**ACTIVITY**
Skip every picture, then write out exactly the lines of the listing below from the line that contains "of the thumb" through the final line.
- Opening Delimiter -
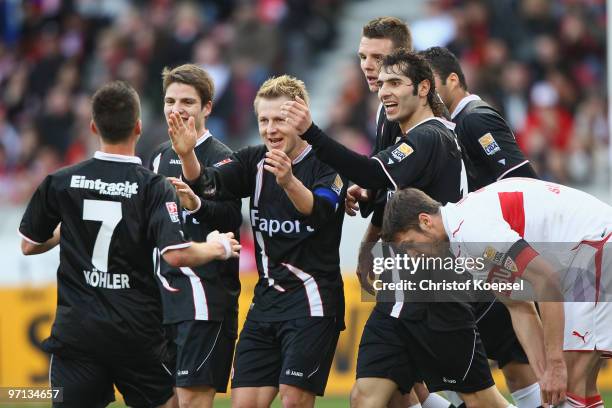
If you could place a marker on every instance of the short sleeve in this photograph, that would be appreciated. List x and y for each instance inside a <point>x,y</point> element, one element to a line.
<point>42,215</point>
<point>164,228</point>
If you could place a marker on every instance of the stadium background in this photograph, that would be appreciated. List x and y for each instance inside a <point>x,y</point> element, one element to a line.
<point>542,62</point>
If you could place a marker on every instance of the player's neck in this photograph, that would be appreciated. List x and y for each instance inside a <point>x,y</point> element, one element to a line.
<point>424,112</point>
<point>125,149</point>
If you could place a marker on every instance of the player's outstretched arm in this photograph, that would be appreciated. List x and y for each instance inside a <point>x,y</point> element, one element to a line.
<point>278,163</point>
<point>358,168</point>
<point>217,247</point>
<point>547,287</point>
<point>184,136</point>
<point>31,248</point>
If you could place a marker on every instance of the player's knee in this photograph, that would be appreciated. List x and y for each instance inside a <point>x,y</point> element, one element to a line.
<point>201,397</point>
<point>361,399</point>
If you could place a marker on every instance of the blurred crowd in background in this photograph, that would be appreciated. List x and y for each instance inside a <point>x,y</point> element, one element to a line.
<point>55,53</point>
<point>541,62</point>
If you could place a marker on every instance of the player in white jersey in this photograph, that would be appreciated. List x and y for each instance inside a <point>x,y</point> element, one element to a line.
<point>511,223</point>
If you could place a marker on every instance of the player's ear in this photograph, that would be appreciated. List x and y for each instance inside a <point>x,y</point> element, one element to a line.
<point>93,128</point>
<point>424,87</point>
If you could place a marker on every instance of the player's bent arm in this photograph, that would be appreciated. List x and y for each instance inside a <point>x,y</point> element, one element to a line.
<point>29,247</point>
<point>199,253</point>
<point>528,328</point>
<point>301,197</point>
<point>546,285</point>
<point>358,168</point>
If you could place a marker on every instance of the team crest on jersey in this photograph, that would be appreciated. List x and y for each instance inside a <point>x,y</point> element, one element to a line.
<point>222,162</point>
<point>492,255</point>
<point>172,211</point>
<point>510,265</point>
<point>489,144</point>
<point>338,184</point>
<point>401,152</point>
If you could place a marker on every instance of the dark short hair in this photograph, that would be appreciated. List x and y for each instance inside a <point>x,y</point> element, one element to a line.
<point>193,75</point>
<point>391,28</point>
<point>403,209</point>
<point>115,109</point>
<point>415,67</point>
<point>444,63</point>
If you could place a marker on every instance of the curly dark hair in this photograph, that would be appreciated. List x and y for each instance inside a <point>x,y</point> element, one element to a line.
<point>415,67</point>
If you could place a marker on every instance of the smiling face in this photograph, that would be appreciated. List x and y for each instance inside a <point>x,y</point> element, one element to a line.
<point>371,52</point>
<point>185,100</point>
<point>397,94</point>
<point>275,132</point>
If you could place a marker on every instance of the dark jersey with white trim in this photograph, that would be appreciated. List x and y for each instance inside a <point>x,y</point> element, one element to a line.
<point>428,158</point>
<point>209,291</point>
<point>297,256</point>
<point>387,134</point>
<point>489,145</point>
<point>113,212</point>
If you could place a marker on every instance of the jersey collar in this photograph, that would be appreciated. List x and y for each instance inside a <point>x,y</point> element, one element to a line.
<point>301,156</point>
<point>120,158</point>
<point>203,138</point>
<point>464,102</point>
<point>446,123</point>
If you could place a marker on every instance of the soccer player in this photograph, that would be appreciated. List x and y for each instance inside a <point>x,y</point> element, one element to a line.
<point>113,212</point>
<point>492,154</point>
<point>522,218</point>
<point>485,135</point>
<point>426,155</point>
<point>200,304</point>
<point>289,338</point>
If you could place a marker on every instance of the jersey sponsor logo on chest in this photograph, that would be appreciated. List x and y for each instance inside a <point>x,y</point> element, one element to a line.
<point>124,189</point>
<point>489,144</point>
<point>106,280</point>
<point>273,226</point>
<point>401,152</point>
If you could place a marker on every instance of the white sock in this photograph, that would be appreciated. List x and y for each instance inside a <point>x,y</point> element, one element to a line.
<point>528,397</point>
<point>435,401</point>
<point>454,398</point>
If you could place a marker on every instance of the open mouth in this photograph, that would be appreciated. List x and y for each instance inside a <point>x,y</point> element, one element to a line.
<point>390,107</point>
<point>275,142</point>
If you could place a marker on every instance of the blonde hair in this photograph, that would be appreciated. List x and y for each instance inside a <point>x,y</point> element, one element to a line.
<point>284,85</point>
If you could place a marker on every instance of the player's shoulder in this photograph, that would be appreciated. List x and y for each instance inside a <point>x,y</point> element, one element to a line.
<point>430,132</point>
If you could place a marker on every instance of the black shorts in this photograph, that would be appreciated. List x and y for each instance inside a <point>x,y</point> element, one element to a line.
<point>204,352</point>
<point>407,351</point>
<point>497,334</point>
<point>89,382</point>
<point>296,352</point>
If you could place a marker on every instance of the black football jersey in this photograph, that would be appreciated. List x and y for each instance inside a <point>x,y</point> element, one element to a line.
<point>209,291</point>
<point>113,212</point>
<point>297,256</point>
<point>489,144</point>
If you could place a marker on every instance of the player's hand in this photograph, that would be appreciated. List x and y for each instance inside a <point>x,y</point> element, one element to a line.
<point>554,382</point>
<point>297,114</point>
<point>183,135</point>
<point>365,267</point>
<point>231,247</point>
<point>187,197</point>
<point>354,194</point>
<point>278,163</point>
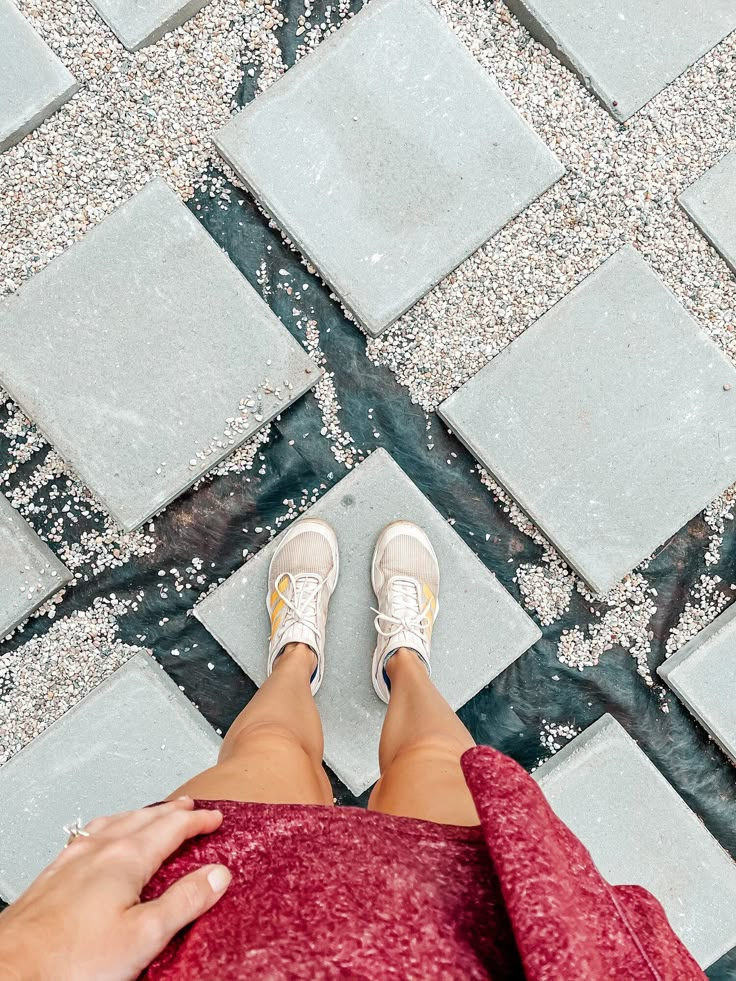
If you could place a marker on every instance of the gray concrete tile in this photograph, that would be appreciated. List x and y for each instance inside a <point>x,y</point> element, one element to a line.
<point>479,632</point>
<point>711,203</point>
<point>142,22</point>
<point>29,571</point>
<point>629,50</point>
<point>703,676</point>
<point>388,156</point>
<point>129,743</point>
<point>160,338</point>
<point>33,82</point>
<point>639,831</point>
<point>610,420</point>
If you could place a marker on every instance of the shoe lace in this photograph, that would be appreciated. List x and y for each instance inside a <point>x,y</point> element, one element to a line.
<point>406,612</point>
<point>301,606</point>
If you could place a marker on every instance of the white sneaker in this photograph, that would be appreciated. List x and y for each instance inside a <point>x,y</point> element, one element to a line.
<point>301,578</point>
<point>406,579</point>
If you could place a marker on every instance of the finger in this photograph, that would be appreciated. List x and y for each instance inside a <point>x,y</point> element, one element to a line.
<point>157,840</point>
<point>188,898</point>
<point>128,822</point>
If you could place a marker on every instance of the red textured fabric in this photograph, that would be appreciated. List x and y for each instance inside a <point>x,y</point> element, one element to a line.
<point>322,893</point>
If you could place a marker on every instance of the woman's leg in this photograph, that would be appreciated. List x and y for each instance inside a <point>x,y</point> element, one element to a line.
<point>272,753</point>
<point>421,745</point>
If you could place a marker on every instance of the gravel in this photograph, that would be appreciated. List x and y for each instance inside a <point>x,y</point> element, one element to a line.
<point>49,674</point>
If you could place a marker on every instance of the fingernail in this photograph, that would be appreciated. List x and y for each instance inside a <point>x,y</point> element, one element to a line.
<point>219,878</point>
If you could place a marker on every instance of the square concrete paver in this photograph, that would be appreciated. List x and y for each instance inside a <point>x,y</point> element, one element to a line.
<point>170,358</point>
<point>610,420</point>
<point>33,82</point>
<point>711,203</point>
<point>703,676</point>
<point>480,629</point>
<point>639,831</point>
<point>129,743</point>
<point>141,22</point>
<point>626,51</point>
<point>29,571</point>
<point>388,156</point>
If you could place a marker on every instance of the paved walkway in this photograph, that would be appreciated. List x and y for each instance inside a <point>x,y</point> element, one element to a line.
<point>147,358</point>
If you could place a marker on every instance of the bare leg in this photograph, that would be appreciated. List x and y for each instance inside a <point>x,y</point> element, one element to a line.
<point>421,745</point>
<point>272,753</point>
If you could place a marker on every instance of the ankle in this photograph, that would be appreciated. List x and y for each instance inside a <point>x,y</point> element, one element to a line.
<point>297,657</point>
<point>405,661</point>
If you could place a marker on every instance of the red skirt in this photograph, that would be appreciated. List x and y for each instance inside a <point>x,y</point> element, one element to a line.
<point>322,892</point>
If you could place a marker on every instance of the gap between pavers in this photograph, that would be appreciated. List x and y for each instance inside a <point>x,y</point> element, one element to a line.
<point>639,831</point>
<point>33,81</point>
<point>711,203</point>
<point>480,629</point>
<point>703,676</point>
<point>138,23</point>
<point>30,572</point>
<point>626,51</point>
<point>388,156</point>
<point>129,743</point>
<point>611,420</point>
<point>161,339</point>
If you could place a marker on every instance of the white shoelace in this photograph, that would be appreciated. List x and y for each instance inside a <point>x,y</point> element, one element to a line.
<point>407,613</point>
<point>303,609</point>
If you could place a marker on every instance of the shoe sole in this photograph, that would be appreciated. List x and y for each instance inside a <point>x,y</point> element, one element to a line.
<point>333,577</point>
<point>379,685</point>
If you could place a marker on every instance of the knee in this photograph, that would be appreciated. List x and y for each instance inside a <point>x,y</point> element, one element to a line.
<point>264,738</point>
<point>430,747</point>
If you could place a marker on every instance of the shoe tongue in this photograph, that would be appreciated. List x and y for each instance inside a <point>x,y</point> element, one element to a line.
<point>406,603</point>
<point>405,597</point>
<point>300,632</point>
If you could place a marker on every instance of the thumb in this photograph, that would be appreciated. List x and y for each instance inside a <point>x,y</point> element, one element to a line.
<point>183,902</point>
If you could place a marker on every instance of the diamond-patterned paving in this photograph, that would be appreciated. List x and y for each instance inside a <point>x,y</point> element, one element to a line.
<point>690,673</point>
<point>33,81</point>
<point>387,177</point>
<point>145,21</point>
<point>628,51</point>
<point>598,653</point>
<point>30,574</point>
<point>711,203</point>
<point>374,494</point>
<point>171,359</point>
<point>138,717</point>
<point>602,771</point>
<point>566,416</point>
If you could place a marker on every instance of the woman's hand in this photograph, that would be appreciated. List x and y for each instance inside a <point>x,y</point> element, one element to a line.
<point>83,919</point>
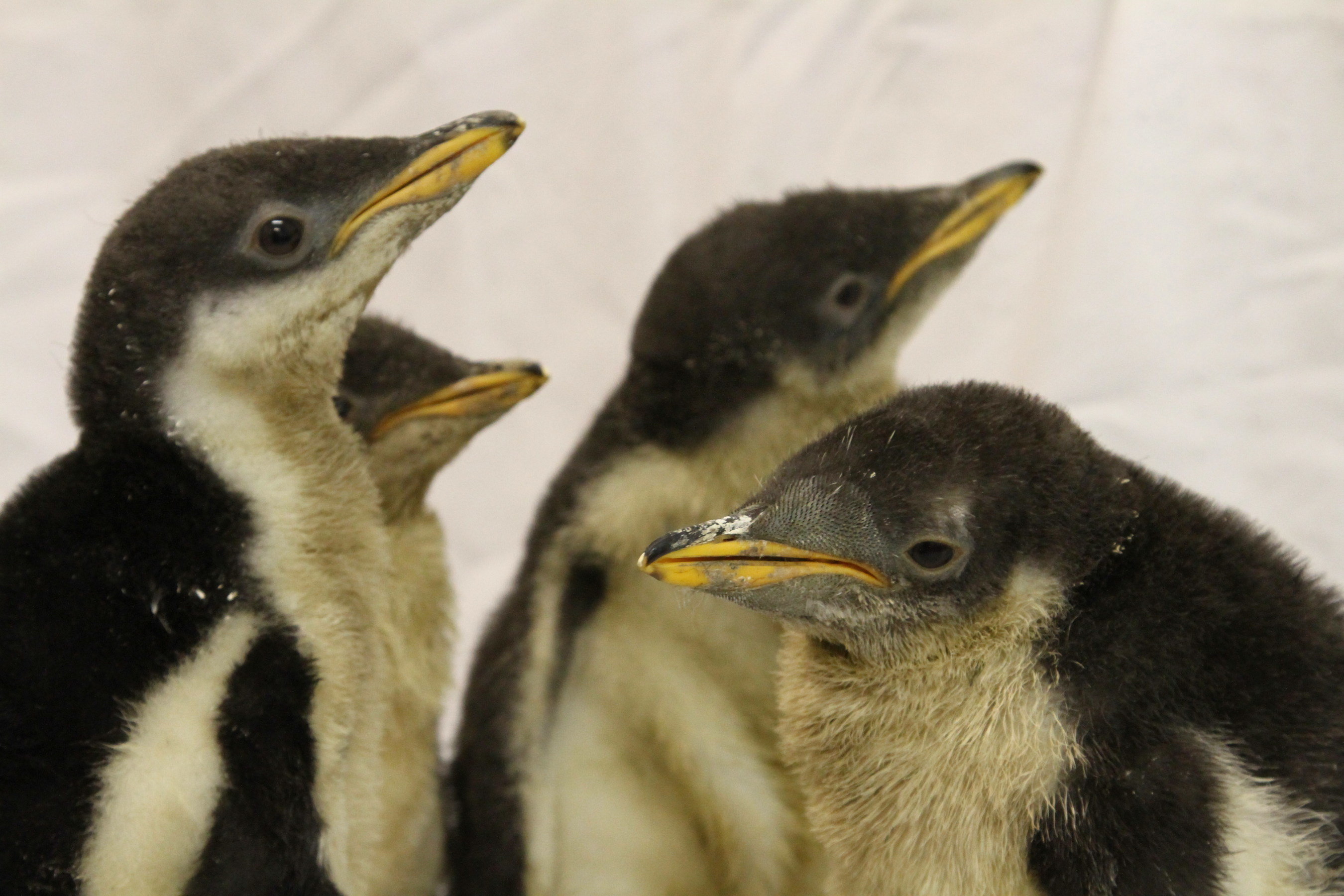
- Closing Delimiter -
**ANSWER SECTION**
If you could place a marker on every instance of the thumb in this photograph, that would be appreciated. List x and y for each instance inside a <point>x,y</point> element, one element to a line.
<point>183,902</point>
If you could place a marker on every instance of the diamond-patterned paving in this photograph, that would be appreciated. List x and y for each instance inside a <point>x,y</point> element, one element to a line.
<point>690,673</point>
<point>33,81</point>
<point>387,177</point>
<point>145,21</point>
<point>628,51</point>
<point>598,653</point>
<point>30,574</point>
<point>711,203</point>
<point>374,494</point>
<point>171,359</point>
<point>138,717</point>
<point>602,771</point>
<point>566,416</point>
If you could place a marker on every instance of the woman's hand in this photograph, that would be appreciated. List x and y for each instance inside a <point>x,y</point> element, one element to a line.
<point>83,919</point>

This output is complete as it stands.